Dataset excerpt

::::::::

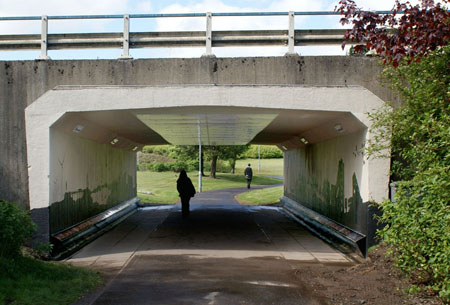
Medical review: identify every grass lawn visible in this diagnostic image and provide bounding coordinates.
[0,257,103,305]
[137,167,281,204]
[236,158,283,176]
[236,186,283,205]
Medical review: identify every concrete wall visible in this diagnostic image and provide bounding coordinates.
[49,128,136,233]
[284,130,371,234]
[0,56,393,207]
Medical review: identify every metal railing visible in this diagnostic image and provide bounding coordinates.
[0,11,390,59]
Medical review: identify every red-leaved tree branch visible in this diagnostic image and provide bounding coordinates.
[335,0,450,67]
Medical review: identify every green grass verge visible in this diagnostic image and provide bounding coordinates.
[137,171,281,204]
[236,159,283,176]
[236,186,283,205]
[0,257,103,305]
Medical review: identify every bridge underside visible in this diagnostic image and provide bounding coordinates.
[26,85,389,252]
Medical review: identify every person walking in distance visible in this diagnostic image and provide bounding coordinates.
[177,169,195,218]
[244,163,253,189]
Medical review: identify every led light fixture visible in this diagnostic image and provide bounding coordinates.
[72,125,84,133]
[334,124,344,132]
[300,137,309,145]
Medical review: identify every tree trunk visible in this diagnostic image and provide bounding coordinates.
[201,151,206,177]
[231,156,237,174]
[209,156,218,179]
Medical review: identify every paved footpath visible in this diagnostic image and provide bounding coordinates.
[67,188,353,305]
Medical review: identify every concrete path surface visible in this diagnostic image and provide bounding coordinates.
[67,188,352,305]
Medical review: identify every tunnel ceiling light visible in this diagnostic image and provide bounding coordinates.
[72,125,84,133]
[334,124,344,132]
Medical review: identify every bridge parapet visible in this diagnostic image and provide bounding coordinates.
[0,11,390,59]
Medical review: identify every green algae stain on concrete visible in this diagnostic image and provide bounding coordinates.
[50,174,135,233]
[293,159,363,229]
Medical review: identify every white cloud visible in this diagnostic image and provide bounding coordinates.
[149,0,336,57]
[136,1,153,14]
[0,0,128,34]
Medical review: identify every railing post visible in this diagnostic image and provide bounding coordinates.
[286,11,297,55]
[38,16,50,60]
[119,14,133,59]
[205,12,213,56]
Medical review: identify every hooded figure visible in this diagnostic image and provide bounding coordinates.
[244,163,253,189]
[177,169,195,218]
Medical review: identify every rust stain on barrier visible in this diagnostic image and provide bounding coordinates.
[50,174,135,233]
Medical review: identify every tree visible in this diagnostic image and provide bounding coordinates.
[169,145,205,176]
[222,144,250,174]
[205,145,248,178]
[169,145,249,178]
[335,0,450,67]
[336,0,450,302]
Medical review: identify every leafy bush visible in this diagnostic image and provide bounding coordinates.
[0,200,36,258]
[369,46,450,302]
[241,145,283,159]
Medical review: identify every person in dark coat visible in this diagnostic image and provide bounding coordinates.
[244,163,253,189]
[177,169,195,218]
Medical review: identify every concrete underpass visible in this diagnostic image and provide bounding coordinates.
[67,188,355,305]
[0,56,392,304]
[26,81,389,252]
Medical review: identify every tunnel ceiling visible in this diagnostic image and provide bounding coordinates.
[53,106,365,147]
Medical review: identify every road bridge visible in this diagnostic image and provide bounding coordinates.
[0,11,393,254]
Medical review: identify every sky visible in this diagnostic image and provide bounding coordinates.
[0,0,414,60]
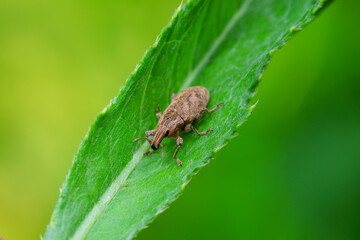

::::::::

» Instructions to follow:
Copy out all of the rows above word for word, leaving out the pictures.

» Response:
Medical review: identify every grass lawn visible in this diagnostic image and provide bounding coordinates.
[0,257,103,305]
[137,167,281,204]
[236,158,283,176]
[236,186,283,205]
Medical review: identify every concrete wall visible in this diagnostic image and provide bounding coordinates.
[49,128,136,233]
[284,130,371,234]
[0,56,393,207]
Medical review: identify every metal railing visible in this diagnostic image and provide bounding coordinates.
[0,11,390,59]
Medical review: identify every red-leaved tree branch visible in this diagnostic image and provide bounding coordinates.
[335,0,450,67]
Medical review: identify every green grass verge visible in this diagnostic image and provide bounding coordinates.
[137,171,281,204]
[236,159,283,176]
[236,186,283,205]
[0,257,103,305]
Medical review: identify every bridge underside visible in this diagnostic image and provide bounding coordinates.
[26,85,389,252]
Medical review: identify every person walking in distance visible in this diagnostic image and provide bounding coordinates.
[177,169,195,218]
[244,163,253,189]
Medical review: identify every led light fixture visible in this diagnostic image and provide bounding coordinates.
[72,125,84,133]
[334,124,344,132]
[300,137,309,145]
Medical review: identify every tree trunk visible in this diagnostic image and provide bounding coordinates.
[201,151,206,177]
[231,156,237,174]
[209,156,218,179]
Medical review: identify every paved footpath visible in this diagnostic image and provide bounding coordinates.
[67,188,353,305]
Medical review: identify every concrete path surface visible in this diagnostic image and provide bounding coordinates.
[67,188,352,305]
Medical review: identify every tunnel ceiling light visible in this diagnostic image and provide bounding coordinates.
[72,125,84,133]
[334,124,344,132]
Medical review: identify every bridge parapet visible in this diagnostic image and provide bounding coordinates.
[0,11,390,59]
Medical review: identify every green algae stain on concrete visible in this diagnostic image and provide bounding coordinates.
[50,174,135,233]
[293,159,363,229]
Medical review: identify every white cloud visible in this diagnostic image and provide bounding coordinates.
[149,0,336,57]
[136,1,153,14]
[0,0,128,34]
Medical review: identify every railing post visible in this diagnostic image and provide bounding coordinates.
[286,11,297,55]
[38,16,50,60]
[119,14,133,59]
[205,12,213,56]
Medical review: identify every hooded figure visible in this diagnostic image and provide bounding coordinates.
[244,163,253,189]
[177,169,195,218]
Medical review: identify every rust stain on barrier visible in this diagnostic image and provide bounding coordinates.
[50,174,135,233]
Medical review: identify every tree visible in this diagnostic image and provide bounding coordinates.
[169,145,205,176]
[222,144,250,174]
[205,145,248,178]
[169,145,249,178]
[335,0,450,67]
[336,0,450,302]
Medical review: identify every leafy bush visible in this diagnostic image and provide bounding coordinates.
[0,200,36,258]
[369,46,450,302]
[241,145,283,159]
Medical review: identify every person in dark coat visible in this diagnostic image and provide bounding coordinates.
[244,163,253,189]
[177,169,195,218]
Medical review: identify every concrete underpass visible in this diagnostic image and provide bounding coordinates.
[67,188,355,305]
[0,56,392,304]
[26,81,389,252]
Medical review: identify every tunnel ceiling visible in this diagnostic image and provide bounding coordinates.
[53,106,365,147]
Medical review: identify every road bridge visible in this diagnostic image and provide bounding coordinates.
[0,11,393,254]
Medical review: identify every sky visible in this diagnostic image and provide bounding coordinates.
[0,0,414,60]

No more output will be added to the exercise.